Compito da svolgere:
Nel testo sull'occupazione, quale fattore viene indicato come uno di quelli che più hanno inciso sull'aumento degli occupati over 50? Spiega per favore in una o due frasi come agisce.

___ Sezione di testo

Lavoro. Più occupati tra gli over 50, cresce il divario tra giovani e adulti
La rilevazione Istat indica una tendenza che si va consolidando nel panorama economico italiano. Tra i fattori che più hanno inciso in questa direzione c’è sicuramente lo slittamento in avanti dell’età pensionabile e la conseguente permanenza nella forza-lavoro di un numero crescente di persone non più giovani.

Non si può non salutare con favore l’incremento record degli occupati: il dato – confermato dalle ultime rilevazioni dell’Istat – contiene alcuni elementi problematici che meritano una particolare sottolineatura. Uno spicca su tutti: la stragrande maggioranza dei lavoratori in aumento è concentrata nella fascia degli ultracinquantenni. Non si tratta di una lieve prevalenza, quanto di uno sbilanciamento vistoso che probabilmente contribuisce a spiegare – in termini di minore produttività – il paradosso dell’occupazione che cresce oltre tutte le serie storiche mentre il Pil resta praticamente fermo o comunque su livelli molto bassi.

______
___ I dati

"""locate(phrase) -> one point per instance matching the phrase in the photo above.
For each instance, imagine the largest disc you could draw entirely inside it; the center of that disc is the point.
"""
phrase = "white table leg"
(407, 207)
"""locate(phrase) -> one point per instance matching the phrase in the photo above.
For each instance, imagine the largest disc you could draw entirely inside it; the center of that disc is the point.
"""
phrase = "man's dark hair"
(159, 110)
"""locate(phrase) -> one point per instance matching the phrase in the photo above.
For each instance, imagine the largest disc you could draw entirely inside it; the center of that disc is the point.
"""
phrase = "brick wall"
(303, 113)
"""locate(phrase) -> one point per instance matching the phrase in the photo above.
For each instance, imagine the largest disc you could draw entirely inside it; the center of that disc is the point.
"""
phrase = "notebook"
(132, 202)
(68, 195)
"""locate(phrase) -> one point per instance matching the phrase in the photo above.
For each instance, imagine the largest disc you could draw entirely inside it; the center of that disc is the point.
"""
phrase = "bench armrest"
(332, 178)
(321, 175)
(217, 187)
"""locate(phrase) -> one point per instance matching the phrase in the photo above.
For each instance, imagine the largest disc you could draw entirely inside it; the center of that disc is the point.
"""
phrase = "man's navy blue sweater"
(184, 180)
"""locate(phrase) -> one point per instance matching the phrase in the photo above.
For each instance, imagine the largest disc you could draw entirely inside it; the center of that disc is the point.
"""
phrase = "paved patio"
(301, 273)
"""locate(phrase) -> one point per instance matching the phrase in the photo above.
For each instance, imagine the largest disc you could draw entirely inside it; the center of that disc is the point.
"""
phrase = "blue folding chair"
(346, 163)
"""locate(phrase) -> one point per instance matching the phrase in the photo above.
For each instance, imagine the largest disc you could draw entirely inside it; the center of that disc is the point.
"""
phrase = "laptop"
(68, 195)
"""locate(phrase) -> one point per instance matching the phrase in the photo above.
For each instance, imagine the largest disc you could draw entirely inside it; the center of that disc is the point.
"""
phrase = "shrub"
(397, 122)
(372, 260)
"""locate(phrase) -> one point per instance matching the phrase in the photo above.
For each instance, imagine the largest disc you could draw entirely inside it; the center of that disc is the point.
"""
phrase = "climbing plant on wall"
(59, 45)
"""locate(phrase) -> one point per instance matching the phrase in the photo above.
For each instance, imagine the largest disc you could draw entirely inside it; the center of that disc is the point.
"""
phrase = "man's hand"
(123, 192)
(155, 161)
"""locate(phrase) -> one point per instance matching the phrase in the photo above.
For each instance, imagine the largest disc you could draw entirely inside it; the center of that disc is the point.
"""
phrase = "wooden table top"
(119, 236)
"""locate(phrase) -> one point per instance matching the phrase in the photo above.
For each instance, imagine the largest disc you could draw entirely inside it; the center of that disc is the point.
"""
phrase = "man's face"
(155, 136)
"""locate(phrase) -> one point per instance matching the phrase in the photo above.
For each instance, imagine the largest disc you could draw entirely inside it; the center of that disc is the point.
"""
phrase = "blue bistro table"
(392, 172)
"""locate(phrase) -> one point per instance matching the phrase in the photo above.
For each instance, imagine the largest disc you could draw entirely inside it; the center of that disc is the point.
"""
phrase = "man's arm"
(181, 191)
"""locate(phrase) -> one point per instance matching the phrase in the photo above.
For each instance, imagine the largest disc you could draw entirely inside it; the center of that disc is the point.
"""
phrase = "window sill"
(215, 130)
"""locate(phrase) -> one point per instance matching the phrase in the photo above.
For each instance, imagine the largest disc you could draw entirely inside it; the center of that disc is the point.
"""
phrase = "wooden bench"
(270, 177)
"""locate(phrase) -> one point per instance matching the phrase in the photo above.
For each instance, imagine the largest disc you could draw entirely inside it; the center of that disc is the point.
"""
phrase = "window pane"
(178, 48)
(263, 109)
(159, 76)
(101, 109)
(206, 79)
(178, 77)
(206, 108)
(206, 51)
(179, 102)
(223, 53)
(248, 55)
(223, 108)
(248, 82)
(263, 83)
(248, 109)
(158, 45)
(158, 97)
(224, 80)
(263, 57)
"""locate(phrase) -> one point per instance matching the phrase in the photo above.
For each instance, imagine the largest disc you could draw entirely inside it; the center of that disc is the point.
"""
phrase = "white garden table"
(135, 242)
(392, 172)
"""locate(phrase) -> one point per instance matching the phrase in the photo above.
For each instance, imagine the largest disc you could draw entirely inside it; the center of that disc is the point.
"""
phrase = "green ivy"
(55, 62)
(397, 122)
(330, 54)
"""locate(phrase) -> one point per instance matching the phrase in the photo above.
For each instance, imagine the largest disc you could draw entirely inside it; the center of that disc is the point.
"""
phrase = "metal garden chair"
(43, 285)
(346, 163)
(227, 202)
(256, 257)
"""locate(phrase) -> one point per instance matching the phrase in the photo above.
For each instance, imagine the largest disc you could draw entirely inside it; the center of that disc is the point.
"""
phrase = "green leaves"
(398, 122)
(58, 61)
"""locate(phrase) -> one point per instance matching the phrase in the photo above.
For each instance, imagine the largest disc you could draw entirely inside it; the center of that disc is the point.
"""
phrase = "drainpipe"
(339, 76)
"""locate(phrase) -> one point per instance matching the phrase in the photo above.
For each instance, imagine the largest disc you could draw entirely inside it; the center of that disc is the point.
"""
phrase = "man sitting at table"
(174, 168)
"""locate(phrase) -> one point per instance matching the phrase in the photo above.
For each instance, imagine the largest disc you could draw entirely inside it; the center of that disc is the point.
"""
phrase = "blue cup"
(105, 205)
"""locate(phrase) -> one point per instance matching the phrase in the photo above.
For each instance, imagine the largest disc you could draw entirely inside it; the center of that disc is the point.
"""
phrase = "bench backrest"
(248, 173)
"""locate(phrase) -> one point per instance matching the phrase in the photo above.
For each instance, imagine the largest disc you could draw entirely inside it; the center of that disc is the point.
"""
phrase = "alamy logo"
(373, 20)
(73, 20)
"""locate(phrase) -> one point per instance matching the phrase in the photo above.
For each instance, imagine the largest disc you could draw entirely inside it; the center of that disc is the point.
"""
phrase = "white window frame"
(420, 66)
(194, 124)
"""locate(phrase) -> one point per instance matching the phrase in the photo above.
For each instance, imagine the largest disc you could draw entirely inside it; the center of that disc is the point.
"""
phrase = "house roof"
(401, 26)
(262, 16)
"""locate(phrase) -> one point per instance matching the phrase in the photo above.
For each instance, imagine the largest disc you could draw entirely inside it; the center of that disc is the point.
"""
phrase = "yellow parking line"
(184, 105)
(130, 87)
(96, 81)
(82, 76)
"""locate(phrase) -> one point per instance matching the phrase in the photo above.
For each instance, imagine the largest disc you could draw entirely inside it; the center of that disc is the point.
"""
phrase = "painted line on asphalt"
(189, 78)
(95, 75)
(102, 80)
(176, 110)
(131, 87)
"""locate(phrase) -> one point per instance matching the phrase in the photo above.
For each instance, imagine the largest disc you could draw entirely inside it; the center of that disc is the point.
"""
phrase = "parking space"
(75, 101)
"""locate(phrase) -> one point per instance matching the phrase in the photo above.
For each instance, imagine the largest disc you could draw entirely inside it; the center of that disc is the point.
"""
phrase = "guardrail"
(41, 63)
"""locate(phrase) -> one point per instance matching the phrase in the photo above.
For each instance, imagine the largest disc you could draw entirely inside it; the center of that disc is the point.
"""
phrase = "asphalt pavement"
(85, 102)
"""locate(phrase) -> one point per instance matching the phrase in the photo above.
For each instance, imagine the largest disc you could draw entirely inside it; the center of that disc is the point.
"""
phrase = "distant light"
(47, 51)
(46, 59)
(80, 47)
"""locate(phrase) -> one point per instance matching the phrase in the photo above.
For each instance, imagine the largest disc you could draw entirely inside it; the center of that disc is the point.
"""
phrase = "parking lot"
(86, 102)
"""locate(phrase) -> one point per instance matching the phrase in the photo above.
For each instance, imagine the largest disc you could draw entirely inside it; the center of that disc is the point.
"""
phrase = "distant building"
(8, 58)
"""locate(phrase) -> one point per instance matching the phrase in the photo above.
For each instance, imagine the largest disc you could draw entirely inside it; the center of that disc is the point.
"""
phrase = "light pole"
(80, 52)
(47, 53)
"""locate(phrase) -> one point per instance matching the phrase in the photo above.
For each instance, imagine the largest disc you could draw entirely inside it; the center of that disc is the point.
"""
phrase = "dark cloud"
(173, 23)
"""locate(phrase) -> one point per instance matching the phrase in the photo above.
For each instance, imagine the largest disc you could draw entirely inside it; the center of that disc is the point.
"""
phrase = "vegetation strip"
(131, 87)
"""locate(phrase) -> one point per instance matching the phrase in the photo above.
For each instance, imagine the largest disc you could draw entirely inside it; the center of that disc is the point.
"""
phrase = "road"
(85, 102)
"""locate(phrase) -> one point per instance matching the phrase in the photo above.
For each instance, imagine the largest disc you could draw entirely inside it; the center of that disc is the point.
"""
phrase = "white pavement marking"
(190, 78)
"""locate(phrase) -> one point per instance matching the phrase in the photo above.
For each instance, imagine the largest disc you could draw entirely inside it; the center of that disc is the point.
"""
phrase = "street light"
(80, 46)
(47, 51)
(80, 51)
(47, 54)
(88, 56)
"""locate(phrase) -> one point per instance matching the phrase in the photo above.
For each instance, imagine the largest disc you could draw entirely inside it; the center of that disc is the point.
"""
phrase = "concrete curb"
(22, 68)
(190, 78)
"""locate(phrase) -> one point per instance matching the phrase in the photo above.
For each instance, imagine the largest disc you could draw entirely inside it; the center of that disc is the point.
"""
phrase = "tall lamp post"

______

Esito del compito:
È lo slittamento in avanti dell'età pensionabile. Di conseguenza un numero crescente di persone non più giovani rimane nella forza-lavoro.